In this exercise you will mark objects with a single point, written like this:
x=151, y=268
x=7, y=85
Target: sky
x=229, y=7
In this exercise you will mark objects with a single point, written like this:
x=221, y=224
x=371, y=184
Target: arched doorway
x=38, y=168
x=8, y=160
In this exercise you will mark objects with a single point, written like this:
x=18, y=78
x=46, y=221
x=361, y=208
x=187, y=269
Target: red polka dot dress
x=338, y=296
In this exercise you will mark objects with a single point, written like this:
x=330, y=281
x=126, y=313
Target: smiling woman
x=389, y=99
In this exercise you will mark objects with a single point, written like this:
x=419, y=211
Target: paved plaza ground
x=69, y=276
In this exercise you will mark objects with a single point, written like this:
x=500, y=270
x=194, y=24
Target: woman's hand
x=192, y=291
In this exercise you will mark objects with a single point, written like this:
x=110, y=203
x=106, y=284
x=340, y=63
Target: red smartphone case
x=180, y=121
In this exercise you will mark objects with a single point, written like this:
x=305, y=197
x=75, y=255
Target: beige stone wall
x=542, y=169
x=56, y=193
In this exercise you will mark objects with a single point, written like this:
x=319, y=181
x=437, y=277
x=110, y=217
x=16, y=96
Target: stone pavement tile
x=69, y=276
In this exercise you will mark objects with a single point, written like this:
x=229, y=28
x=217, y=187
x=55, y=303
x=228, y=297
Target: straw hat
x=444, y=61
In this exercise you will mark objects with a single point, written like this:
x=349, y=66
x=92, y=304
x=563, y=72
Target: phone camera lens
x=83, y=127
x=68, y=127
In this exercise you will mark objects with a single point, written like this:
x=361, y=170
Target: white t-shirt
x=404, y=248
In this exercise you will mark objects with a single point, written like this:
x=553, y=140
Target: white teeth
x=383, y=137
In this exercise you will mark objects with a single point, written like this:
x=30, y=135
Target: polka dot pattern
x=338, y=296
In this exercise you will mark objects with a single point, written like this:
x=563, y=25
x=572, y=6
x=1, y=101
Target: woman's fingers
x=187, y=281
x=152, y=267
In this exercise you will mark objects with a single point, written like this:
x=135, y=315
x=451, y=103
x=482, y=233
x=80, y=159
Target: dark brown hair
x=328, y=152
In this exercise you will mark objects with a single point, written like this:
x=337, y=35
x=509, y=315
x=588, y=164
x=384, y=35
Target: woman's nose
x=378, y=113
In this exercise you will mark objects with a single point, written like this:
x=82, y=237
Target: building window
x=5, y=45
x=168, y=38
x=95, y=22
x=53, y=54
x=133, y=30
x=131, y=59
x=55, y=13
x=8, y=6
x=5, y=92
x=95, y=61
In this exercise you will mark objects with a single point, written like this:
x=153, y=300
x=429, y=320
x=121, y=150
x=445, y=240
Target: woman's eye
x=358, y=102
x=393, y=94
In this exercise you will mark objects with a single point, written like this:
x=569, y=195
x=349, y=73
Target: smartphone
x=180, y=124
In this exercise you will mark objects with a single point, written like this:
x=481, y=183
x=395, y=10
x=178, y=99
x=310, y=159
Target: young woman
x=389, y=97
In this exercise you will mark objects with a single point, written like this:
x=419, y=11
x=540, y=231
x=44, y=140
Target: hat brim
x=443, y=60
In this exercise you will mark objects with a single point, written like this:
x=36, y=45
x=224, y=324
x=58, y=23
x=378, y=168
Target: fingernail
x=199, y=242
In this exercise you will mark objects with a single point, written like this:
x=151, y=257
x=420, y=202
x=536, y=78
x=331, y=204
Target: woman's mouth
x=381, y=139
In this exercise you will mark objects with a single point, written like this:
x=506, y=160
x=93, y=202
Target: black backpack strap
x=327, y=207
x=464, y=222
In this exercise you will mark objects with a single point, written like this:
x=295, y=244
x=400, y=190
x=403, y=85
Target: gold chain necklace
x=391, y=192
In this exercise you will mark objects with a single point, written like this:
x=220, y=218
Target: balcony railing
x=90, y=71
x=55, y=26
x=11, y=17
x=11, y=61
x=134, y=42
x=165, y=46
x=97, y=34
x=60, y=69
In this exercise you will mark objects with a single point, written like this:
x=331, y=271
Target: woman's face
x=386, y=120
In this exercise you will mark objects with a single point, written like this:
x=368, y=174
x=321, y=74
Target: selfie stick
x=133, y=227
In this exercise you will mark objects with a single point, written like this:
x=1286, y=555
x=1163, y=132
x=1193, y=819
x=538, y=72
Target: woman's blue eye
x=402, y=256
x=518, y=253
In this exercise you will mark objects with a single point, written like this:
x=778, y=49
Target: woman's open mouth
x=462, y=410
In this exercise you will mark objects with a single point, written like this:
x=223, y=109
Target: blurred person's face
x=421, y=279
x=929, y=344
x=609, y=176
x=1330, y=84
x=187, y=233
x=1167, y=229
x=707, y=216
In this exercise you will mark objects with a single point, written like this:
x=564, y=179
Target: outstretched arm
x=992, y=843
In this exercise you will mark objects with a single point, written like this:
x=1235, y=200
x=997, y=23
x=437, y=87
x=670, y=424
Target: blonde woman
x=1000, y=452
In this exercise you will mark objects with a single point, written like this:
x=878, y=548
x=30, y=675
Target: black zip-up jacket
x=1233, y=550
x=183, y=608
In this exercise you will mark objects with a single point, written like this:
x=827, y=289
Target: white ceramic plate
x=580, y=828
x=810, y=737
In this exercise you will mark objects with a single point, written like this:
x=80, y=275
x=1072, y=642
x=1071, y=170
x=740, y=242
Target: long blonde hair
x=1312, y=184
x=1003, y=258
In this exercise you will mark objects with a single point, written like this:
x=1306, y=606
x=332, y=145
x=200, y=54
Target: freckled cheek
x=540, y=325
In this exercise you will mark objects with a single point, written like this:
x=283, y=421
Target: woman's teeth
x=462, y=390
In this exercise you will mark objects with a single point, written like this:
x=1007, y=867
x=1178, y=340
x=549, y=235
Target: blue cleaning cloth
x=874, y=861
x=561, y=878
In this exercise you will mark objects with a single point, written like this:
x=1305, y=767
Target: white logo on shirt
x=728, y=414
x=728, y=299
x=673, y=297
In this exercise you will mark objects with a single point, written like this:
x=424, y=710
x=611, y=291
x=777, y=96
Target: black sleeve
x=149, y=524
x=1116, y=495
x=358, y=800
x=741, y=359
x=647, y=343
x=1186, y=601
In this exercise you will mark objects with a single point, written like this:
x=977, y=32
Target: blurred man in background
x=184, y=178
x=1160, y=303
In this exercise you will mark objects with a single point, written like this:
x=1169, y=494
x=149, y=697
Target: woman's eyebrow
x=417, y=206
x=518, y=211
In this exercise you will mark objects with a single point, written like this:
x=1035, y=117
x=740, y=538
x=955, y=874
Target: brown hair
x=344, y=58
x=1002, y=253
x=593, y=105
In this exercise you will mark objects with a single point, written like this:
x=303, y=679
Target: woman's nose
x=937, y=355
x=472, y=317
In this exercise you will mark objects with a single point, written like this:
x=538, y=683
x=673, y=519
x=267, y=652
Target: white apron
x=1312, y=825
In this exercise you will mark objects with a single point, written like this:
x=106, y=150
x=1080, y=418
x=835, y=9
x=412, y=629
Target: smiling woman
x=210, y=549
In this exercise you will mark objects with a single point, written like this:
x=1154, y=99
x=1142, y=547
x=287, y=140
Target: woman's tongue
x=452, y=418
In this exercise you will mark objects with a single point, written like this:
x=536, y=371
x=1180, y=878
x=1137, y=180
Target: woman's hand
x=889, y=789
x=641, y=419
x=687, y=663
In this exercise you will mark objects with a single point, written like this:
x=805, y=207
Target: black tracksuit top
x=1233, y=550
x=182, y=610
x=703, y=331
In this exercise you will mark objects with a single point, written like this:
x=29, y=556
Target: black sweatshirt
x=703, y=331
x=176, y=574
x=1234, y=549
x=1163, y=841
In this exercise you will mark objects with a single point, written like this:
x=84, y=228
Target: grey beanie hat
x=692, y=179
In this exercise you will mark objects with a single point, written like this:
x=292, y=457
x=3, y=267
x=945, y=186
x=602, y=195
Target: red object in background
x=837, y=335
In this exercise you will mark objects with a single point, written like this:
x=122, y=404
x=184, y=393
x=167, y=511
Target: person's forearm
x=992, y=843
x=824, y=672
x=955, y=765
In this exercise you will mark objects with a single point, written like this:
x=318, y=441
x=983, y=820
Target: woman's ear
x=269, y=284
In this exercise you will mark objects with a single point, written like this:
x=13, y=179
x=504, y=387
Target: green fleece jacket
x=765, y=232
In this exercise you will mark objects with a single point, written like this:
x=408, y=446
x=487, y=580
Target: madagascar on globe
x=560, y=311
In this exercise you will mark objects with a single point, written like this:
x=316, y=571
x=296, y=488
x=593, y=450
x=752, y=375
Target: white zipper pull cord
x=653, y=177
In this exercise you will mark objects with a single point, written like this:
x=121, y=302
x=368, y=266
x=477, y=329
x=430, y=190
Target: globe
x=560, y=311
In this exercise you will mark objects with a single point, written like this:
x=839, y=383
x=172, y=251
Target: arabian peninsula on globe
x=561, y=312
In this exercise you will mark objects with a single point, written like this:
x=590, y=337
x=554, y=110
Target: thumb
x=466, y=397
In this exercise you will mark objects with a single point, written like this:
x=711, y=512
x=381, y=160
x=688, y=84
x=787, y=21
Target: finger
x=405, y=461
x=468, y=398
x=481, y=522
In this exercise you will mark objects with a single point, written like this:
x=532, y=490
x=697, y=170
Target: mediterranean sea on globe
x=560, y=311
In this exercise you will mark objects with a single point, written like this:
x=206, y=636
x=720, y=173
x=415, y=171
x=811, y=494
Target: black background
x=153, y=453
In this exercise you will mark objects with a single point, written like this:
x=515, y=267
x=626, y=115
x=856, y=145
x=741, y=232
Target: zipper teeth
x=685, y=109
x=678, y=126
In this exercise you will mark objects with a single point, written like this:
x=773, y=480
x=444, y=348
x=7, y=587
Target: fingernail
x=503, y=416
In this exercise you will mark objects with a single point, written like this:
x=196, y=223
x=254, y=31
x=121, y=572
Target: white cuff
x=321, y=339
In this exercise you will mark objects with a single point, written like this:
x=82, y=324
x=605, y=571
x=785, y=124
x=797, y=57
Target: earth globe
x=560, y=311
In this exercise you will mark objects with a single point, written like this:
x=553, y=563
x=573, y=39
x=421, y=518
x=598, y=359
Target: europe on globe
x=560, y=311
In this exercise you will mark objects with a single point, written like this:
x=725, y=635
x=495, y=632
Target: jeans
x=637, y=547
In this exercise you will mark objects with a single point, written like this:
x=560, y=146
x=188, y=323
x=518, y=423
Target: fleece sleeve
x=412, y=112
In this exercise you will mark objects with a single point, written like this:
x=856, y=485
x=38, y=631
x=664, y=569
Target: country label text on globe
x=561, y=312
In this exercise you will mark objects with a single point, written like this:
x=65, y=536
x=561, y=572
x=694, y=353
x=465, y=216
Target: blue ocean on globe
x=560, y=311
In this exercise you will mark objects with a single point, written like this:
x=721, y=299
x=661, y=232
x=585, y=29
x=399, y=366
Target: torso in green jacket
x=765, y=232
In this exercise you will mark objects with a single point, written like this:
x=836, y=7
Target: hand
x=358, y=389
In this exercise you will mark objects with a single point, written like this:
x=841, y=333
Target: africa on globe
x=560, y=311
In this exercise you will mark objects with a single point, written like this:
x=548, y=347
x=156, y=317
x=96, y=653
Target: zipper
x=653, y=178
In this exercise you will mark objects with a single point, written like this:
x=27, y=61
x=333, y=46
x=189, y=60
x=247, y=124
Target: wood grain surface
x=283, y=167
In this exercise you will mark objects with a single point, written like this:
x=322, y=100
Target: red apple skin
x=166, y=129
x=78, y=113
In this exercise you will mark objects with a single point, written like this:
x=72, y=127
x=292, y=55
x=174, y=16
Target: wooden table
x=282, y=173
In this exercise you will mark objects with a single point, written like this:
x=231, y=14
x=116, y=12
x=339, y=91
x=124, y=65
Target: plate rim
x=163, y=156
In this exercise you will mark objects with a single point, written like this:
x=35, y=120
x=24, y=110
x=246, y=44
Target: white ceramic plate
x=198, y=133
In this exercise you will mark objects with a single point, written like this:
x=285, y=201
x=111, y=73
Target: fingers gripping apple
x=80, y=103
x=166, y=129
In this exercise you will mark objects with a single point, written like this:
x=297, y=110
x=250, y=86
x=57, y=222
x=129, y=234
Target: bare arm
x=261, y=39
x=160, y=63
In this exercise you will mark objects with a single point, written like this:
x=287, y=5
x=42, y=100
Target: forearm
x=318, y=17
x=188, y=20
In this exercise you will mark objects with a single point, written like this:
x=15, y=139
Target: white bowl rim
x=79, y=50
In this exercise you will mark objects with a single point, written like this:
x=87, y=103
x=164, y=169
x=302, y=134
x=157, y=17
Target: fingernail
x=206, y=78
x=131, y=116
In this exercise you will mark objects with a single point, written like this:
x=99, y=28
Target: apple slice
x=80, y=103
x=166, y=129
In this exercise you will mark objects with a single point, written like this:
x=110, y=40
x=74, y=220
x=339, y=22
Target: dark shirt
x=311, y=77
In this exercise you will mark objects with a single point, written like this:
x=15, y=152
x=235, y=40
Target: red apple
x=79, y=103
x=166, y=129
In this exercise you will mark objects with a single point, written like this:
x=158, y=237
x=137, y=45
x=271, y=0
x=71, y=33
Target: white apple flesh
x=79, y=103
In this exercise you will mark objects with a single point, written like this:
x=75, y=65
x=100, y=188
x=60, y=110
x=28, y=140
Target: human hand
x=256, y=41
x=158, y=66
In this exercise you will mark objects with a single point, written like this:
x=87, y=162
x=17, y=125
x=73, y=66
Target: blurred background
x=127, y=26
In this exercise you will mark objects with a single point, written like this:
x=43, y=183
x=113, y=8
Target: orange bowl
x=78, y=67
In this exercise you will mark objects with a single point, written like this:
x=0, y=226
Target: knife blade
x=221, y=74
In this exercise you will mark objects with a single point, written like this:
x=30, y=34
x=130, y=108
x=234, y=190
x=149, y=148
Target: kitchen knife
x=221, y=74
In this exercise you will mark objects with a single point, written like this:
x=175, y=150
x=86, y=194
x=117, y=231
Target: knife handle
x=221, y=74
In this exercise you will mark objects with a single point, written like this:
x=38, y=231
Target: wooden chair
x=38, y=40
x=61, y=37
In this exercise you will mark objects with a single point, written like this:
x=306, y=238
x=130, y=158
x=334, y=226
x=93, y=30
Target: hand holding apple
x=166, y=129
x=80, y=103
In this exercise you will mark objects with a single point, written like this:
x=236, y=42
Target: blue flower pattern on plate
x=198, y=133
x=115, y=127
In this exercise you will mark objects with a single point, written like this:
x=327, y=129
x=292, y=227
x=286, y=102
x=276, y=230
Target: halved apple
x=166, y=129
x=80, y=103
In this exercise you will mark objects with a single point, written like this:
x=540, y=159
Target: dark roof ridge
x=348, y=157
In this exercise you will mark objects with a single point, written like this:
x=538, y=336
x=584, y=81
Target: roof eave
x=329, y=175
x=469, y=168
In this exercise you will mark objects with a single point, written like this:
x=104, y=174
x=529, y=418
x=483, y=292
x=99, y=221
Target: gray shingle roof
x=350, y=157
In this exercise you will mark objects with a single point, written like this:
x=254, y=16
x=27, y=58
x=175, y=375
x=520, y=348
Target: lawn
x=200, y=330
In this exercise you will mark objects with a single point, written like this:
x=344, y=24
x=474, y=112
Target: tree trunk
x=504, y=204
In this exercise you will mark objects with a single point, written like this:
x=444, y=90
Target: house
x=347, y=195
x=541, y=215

## YOUR TASK
Format the data above, from its first line up to and including the line with "x=192, y=291", as a JSON list of strings with one string per line. Leave out any blank lines.

## OUTPUT
[
  "In this exercise you will mark objects with a single point, written like this:",
  "x=151, y=268",
  "x=7, y=85",
  "Target: sky",
  "x=229, y=7",
  "In this exercise you will mark objects with a single point, written like this:",
  "x=221, y=224",
  "x=371, y=184",
  "Target: arched doorway",
  "x=38, y=168",
  "x=8, y=160",
  "In this exercise you will mark objects with a single point, written like this:",
  "x=18, y=78",
  "x=46, y=221",
  "x=361, y=208",
  "x=187, y=269",
  "Target: red polka dot dress",
  "x=338, y=296",
  "In this exercise you will mark objects with a single point, written like this:",
  "x=330, y=281",
  "x=126, y=313",
  "Target: smiling woman",
  "x=389, y=99",
  "In this exercise you will mark objects with a single point, written like this:",
  "x=419, y=211",
  "Target: paved plaza ground",
  "x=69, y=276",
  "In this exercise you will mark objects with a single point, written like this:",
  "x=500, y=270",
  "x=194, y=24",
  "Target: woman's hand",
  "x=192, y=291"
]